Dane County Executive Joe Parisi and members of the Clean Lakes Alliance met today in front of the county’s Natural Gas Plant at the Dane County Landfill, which helps ship renewable natural gas created from methane across the country. There, they proposed a new initiative to address manure runoff in Dane County’s lakes and streams.

As part of his proposed 2023 county capital budget, Parisi plans to begin a feasibility study to build a new, community manure processing facility.
The budget includes $3 million to pay for the year-long study, as well as purchase the land to build the new processing facility. Part of that study will include finding out how much manure can be processed, environmental and financial benefits, and where to put the facility.
The facility will be filled with cow manure, so the facility will smell. But Parisi says that, though the final location will be determined over the course of the study, it will be built in a rural area, and not in any neighborhoods.

**Actions to take:**
(1) Return the part of the manure facility article from "Dane County Executive" to "put the facility.", copied word for word.
(2) Condense the paragraph of the manure facility article that begins "The budget includes $3 million" into a short bulleted list that keeps its main facts.
(3) In the manure facility article, what kind of area does Parisi say the facility will be built in?
The listing that follows comes from a different source than the manure facility article.

**Information shown:**
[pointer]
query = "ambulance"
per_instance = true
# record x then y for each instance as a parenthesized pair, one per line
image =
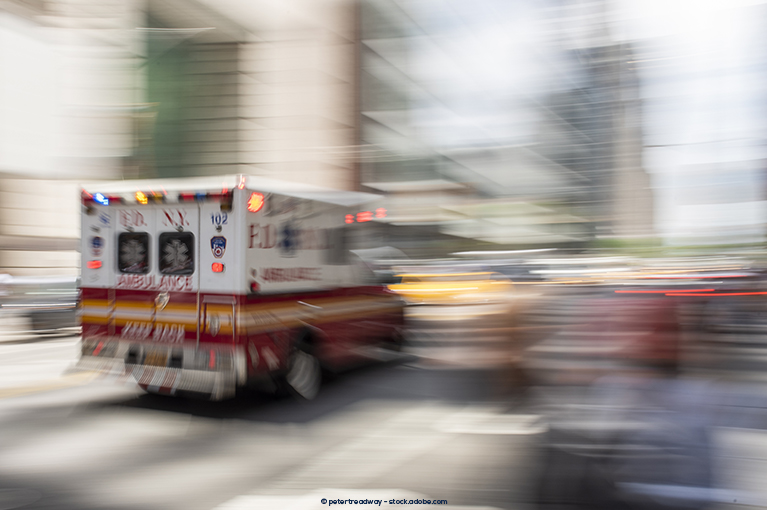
(206, 285)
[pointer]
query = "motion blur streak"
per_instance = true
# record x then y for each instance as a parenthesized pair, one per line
(572, 209)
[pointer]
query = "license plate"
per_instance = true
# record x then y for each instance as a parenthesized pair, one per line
(156, 359)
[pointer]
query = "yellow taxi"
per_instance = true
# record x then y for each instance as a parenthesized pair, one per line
(452, 288)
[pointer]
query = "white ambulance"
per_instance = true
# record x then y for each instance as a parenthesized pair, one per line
(205, 285)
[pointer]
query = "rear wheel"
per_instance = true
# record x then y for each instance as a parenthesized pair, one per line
(304, 376)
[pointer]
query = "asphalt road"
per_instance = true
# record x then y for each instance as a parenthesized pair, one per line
(385, 432)
(395, 431)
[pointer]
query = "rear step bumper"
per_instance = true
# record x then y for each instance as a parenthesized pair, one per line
(214, 384)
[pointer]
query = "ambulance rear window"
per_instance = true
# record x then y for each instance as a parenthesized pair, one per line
(133, 252)
(177, 253)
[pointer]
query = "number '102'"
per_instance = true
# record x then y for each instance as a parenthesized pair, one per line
(219, 218)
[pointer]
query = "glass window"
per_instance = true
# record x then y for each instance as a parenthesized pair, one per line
(133, 252)
(177, 253)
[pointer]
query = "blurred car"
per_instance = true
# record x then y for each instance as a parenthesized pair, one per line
(50, 303)
(452, 288)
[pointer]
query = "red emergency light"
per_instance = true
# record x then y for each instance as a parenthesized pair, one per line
(365, 216)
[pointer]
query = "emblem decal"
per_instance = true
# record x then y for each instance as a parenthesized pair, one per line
(97, 246)
(289, 239)
(218, 246)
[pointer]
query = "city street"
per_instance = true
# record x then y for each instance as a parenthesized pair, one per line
(390, 431)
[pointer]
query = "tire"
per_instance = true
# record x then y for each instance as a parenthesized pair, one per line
(304, 376)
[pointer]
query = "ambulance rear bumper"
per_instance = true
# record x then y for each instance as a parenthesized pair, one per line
(213, 384)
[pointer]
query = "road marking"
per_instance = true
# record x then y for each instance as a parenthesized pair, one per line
(473, 420)
(66, 381)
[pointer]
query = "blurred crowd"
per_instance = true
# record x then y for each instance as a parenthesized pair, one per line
(633, 363)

**Expected outputs:**
(1)
Dane County Executive Joe Parisi and members of the Clean Lakes Alliance met today in front of the county’s Natural Gas Plant at the Dane County Landfill, which helps ship renewable natural gas created from methane across the country. There, they proposed a new initiative to address manure runoff in Dane County’s lakes and streams.

As part of his proposed 2023 county capital budget, Parisi plans to begin a feasibility study to build a new, community manure processing facility.
The budget includes $3 million to pay for the year-long study, as well as purchase the land to build the new processing facility. Part of that study will include finding out how much manure can be processed, environmental and financial benefits, and where to put the facility.

(2)
- The budget includes $3 million.
- The money pays for the year-long study and for buying land for the new processing facility.
- The study will look at how much manure can be processed.
- It will also look at the environmental and financial benefits.
- It will also decide where to put the facility.

(3) It will be built in a rural area, not in any neighborhoods.